▶ _Material for the task_:
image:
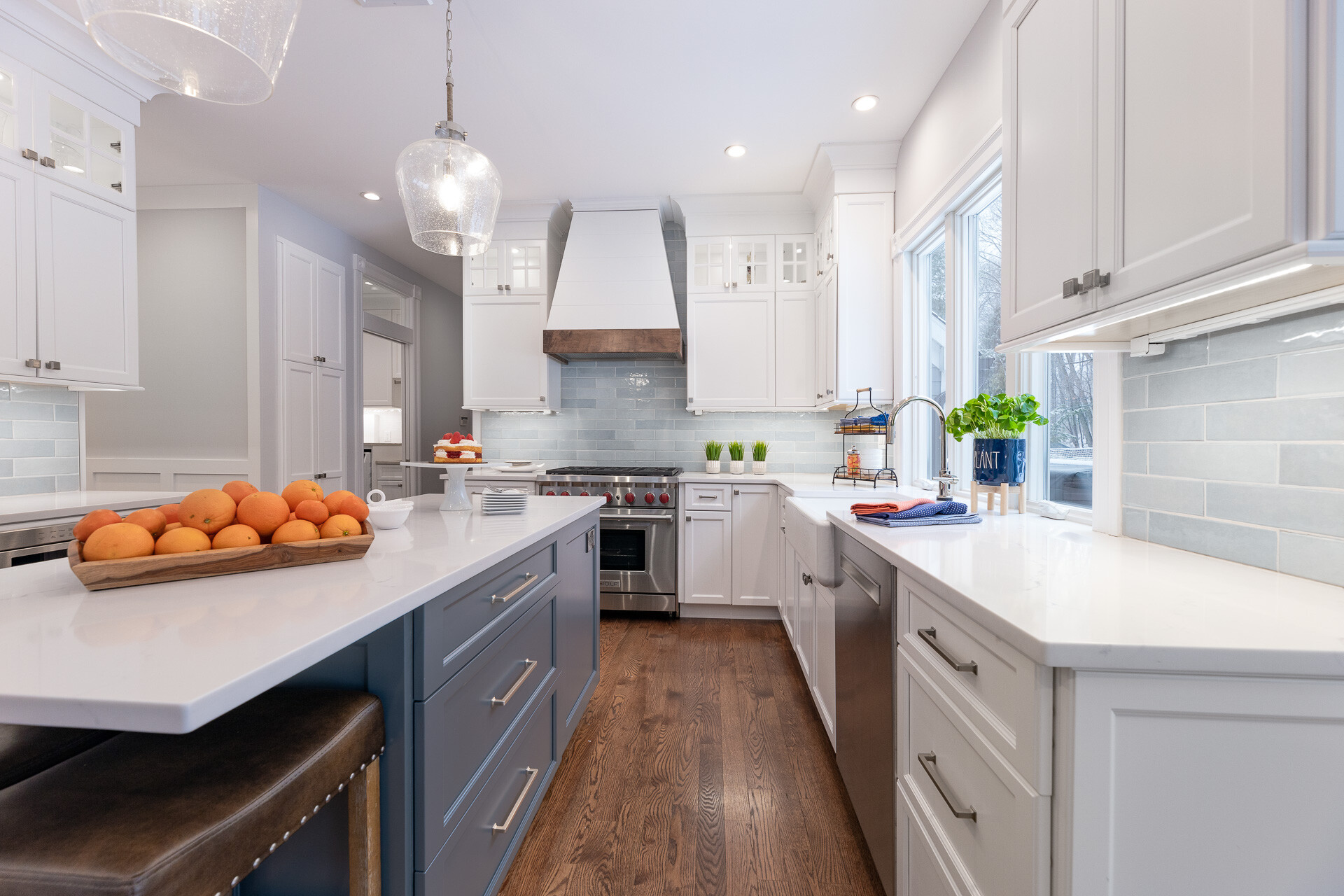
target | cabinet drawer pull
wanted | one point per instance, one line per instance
(930, 764)
(502, 701)
(930, 637)
(527, 583)
(518, 804)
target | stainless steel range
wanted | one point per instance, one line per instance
(638, 531)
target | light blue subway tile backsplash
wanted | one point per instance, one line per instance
(39, 440)
(1253, 419)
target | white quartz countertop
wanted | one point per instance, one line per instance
(171, 657)
(55, 505)
(1069, 597)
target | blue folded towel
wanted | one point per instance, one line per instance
(941, 519)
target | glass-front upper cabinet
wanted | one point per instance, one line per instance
(793, 262)
(83, 144)
(752, 264)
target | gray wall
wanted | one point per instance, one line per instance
(192, 344)
(1234, 445)
(39, 440)
(635, 413)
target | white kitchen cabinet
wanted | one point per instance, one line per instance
(796, 344)
(730, 351)
(824, 678)
(755, 546)
(18, 272)
(378, 370)
(707, 536)
(794, 262)
(504, 367)
(312, 292)
(88, 327)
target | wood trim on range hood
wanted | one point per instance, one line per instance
(585, 344)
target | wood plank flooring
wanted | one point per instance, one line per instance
(701, 767)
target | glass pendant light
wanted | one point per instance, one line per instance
(219, 50)
(451, 191)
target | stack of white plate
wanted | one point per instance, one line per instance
(495, 501)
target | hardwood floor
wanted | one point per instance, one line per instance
(699, 767)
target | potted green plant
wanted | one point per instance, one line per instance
(758, 451)
(736, 453)
(711, 456)
(997, 422)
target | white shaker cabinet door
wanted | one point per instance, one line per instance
(753, 546)
(18, 272)
(1050, 162)
(796, 351)
(86, 286)
(1203, 152)
(708, 556)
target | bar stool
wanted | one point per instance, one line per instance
(194, 814)
(27, 750)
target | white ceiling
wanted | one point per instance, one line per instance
(571, 99)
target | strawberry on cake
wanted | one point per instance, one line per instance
(456, 448)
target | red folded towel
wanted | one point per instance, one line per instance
(888, 507)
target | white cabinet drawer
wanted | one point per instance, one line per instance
(708, 498)
(1008, 696)
(1002, 837)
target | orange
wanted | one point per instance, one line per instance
(118, 542)
(302, 491)
(315, 512)
(93, 522)
(340, 526)
(264, 511)
(295, 531)
(182, 540)
(207, 510)
(235, 536)
(355, 507)
(238, 489)
(152, 520)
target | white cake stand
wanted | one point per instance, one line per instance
(454, 484)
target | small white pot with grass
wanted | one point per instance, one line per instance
(758, 451)
(713, 450)
(737, 466)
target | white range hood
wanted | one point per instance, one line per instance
(613, 296)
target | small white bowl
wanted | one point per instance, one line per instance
(387, 514)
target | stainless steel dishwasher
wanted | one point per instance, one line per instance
(864, 716)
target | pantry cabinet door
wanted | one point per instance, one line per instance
(18, 272)
(1050, 162)
(86, 286)
(708, 556)
(796, 349)
(1202, 137)
(730, 351)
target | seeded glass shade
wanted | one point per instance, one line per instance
(219, 50)
(451, 194)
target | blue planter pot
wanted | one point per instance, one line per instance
(1000, 461)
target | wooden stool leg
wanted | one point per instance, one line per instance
(366, 862)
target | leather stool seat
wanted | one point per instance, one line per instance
(188, 814)
(27, 750)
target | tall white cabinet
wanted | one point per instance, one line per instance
(311, 293)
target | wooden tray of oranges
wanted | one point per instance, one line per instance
(219, 532)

▶ _Work instructions_:
The answer must consist of each line in the entries above that includes "drawer".

▶ _Solution for this exercise_:
target | cabinet drawer pull
target | white cabinet drawer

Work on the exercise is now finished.